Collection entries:
■ ■ ■ ■

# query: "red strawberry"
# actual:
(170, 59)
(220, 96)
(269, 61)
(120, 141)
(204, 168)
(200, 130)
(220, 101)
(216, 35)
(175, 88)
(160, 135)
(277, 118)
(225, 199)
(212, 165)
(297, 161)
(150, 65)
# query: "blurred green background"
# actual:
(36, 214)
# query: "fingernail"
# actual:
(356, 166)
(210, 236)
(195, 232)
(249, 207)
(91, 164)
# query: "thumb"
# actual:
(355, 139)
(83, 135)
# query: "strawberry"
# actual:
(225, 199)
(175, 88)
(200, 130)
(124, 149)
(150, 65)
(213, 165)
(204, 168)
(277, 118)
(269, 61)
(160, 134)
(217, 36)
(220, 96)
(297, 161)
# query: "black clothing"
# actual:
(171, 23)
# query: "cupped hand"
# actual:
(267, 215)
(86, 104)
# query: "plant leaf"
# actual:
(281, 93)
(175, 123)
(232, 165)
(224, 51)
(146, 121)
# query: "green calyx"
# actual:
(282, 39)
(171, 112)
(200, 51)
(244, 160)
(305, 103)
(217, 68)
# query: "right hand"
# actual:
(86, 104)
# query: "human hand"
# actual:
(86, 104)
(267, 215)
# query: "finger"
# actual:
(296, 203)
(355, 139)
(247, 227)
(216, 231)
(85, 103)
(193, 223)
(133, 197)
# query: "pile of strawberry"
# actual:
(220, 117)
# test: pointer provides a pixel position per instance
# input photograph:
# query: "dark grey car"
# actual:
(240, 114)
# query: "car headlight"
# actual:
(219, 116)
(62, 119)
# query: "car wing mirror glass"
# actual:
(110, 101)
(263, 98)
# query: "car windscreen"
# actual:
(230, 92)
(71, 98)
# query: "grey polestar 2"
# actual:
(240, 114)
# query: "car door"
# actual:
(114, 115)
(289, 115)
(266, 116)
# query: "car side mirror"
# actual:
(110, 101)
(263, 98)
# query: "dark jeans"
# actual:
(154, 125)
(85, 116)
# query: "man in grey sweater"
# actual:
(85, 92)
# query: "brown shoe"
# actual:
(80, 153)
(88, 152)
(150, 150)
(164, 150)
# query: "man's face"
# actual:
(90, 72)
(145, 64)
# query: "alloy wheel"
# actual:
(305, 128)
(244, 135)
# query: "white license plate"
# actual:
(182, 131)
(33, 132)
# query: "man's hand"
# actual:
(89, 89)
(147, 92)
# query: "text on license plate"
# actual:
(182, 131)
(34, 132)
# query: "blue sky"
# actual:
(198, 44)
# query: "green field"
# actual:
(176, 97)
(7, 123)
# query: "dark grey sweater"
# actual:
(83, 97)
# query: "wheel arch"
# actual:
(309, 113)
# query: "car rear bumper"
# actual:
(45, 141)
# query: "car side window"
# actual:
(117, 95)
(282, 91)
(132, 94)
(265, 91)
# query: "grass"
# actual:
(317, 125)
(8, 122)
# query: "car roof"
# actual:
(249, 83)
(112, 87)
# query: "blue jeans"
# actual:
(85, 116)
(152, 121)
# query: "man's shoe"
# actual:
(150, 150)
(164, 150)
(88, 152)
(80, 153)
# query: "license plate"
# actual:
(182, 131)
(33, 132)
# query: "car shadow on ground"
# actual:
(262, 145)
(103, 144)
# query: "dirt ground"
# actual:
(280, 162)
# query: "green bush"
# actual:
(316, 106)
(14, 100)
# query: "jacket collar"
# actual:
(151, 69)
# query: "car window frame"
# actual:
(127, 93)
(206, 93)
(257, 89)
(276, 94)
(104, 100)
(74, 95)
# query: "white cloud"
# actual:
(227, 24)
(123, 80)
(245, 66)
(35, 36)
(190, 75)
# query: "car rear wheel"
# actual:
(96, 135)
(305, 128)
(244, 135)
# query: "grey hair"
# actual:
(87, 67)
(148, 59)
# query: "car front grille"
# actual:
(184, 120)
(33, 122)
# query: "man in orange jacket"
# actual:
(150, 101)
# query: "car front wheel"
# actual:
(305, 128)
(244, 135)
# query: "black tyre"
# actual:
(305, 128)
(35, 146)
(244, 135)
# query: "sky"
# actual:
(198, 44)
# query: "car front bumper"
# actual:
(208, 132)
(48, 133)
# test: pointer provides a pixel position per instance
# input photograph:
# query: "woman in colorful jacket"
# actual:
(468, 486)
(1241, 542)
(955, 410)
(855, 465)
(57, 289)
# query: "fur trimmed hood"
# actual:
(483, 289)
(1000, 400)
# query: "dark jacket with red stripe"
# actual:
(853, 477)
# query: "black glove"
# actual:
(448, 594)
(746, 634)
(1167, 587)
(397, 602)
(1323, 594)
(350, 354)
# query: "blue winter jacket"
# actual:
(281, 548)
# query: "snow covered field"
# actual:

■ ■ ■ ■

Retype the records above without changing a single word.

# query: "red strawberry"
# actual:
(170, 59)
(220, 96)
(269, 61)
(120, 141)
(204, 168)
(200, 130)
(220, 101)
(216, 35)
(175, 88)
(160, 135)
(277, 118)
(225, 199)
(212, 165)
(297, 161)
(150, 65)
# query: "blurred green background"
# actual:
(36, 214)
# query: "fingernail"
# actual:
(356, 166)
(210, 236)
(195, 232)
(249, 207)
(91, 164)
# query: "thumb"
# actual:
(355, 139)
(83, 135)
# query: "strawberry"
# actual:
(225, 199)
(175, 88)
(200, 130)
(124, 149)
(150, 65)
(213, 165)
(204, 168)
(277, 118)
(269, 61)
(160, 134)
(217, 36)
(220, 96)
(297, 161)
# query: "black clothing"
# actual:
(171, 23)
# query: "cupped hand"
# actual:
(267, 215)
(86, 104)
# query: "plant leaf"
# actual:
(281, 93)
(175, 123)
(232, 165)
(224, 51)
(146, 121)
# query: "green calyx"
# actual:
(282, 39)
(171, 112)
(200, 51)
(244, 160)
(305, 103)
(217, 68)
# query: "right hand"
# actual:
(86, 104)
# query: "human hand"
# actual:
(86, 104)
(267, 215)
# query: "finger"
# actual:
(296, 203)
(355, 139)
(247, 227)
(216, 231)
(85, 103)
(193, 223)
(133, 197)
# query: "pile of strawberry"
# actual:
(220, 117)
# test: pointer provides a pixel position per instance
# input photograph:
# query: "dark grey car"
# actual:
(240, 114)
# query: "car headlight"
# actual:
(219, 116)
(62, 119)
# query: "car wing mirror glass"
# actual:
(110, 101)
(263, 98)
# query: "car windscreen"
# actual:
(230, 92)
(71, 98)
# query: "grey polestar 2"
# actual:
(240, 114)
# query: "car door"
# actual:
(114, 115)
(289, 115)
(266, 116)
# query: "car side mirror"
# actual:
(110, 101)
(263, 98)
# query: "dark jeans"
# actual:
(154, 125)
(85, 116)
# query: "man in grey sweater"
# actual:
(85, 92)
# query: "brown shoe"
# actual:
(80, 153)
(88, 152)
(150, 150)
(164, 150)
# query: "man's face"
# actual:
(90, 72)
(145, 64)
# query: "alloy wheel"
# actual:
(305, 128)
(244, 135)
# query: "white license plate"
# actual:
(182, 131)
(33, 132)
# query: "man's hand"
# actual:
(89, 89)
(147, 92)
# query: "text on license plate"
# actual:
(182, 131)
(34, 132)
# query: "blue sky"
# actual:
(198, 44)
# query: "green field"
# actual:
(176, 97)
(7, 123)
# query: "dark grey sweater"
# actual:
(83, 97)
# query: "wheel arch"
# actual:
(309, 113)
# query: "car rear bumper"
# actual:
(45, 141)
# query: "car side window"
# actual:
(117, 95)
(282, 91)
(132, 94)
(265, 91)
# query: "grass"
# actual:
(317, 125)
(8, 122)
# query: "car roof"
# actual:
(249, 83)
(112, 87)
# query: "blue jeans"
# actual:
(85, 116)
(152, 121)
# query: "man's shoe"
# actual:
(150, 150)
(164, 150)
(88, 152)
(80, 153)
# query: "license plate"
# actual:
(182, 131)
(33, 132)
# query: "car shadow on ground"
# actual:
(262, 145)
(103, 144)
# query: "dirt ground"
# actual:
(280, 162)
# query: "green bush"
# actual:
(316, 106)
(14, 100)
# query: "jacket collar"
# actual:
(151, 69)
# query: "car window frame"
# actual:
(127, 93)
(206, 93)
(257, 89)
(276, 94)
(104, 100)
(74, 95)
# query: "white cloud"
# actual:
(227, 24)
(123, 80)
(245, 66)
(35, 36)
(190, 75)
# query: "car rear wheel"
# actual:
(96, 135)
(305, 128)
(244, 135)
# query: "grey hair"
# actual:
(87, 67)
(148, 59)
# query: "car front grille"
# actual:
(184, 120)
(33, 122)
# query: "man in orange jacket"
# actual:
(150, 101)
# query: "car front wheel"
# actual:
(305, 128)
(244, 135)
# query: "black tyre"
# actual:
(305, 128)
(35, 146)
(244, 135)
# query: "sky"
# actual:
(198, 44)
# query: "car front bumper"
# actual:
(208, 132)
(48, 133)
# test: pointer provides a pixel position per instance
# input photograph:
# query: "woman in colorful jacket"
# actual:
(468, 486)
(1241, 542)
(955, 410)
(855, 465)
(57, 289)
# query: "fur trimmed hood"
# actual:
(483, 289)
(1000, 400)
# query: "dark jacket with red stripe"
# actual:
(853, 477)
# query: "black glove"
# actual:
(448, 594)
(746, 634)
(1167, 587)
(397, 602)
(1323, 594)
(350, 354)
# query: "blue winter jacket"
# actual:
(281, 548)
# query: "snow covered field"
# actual:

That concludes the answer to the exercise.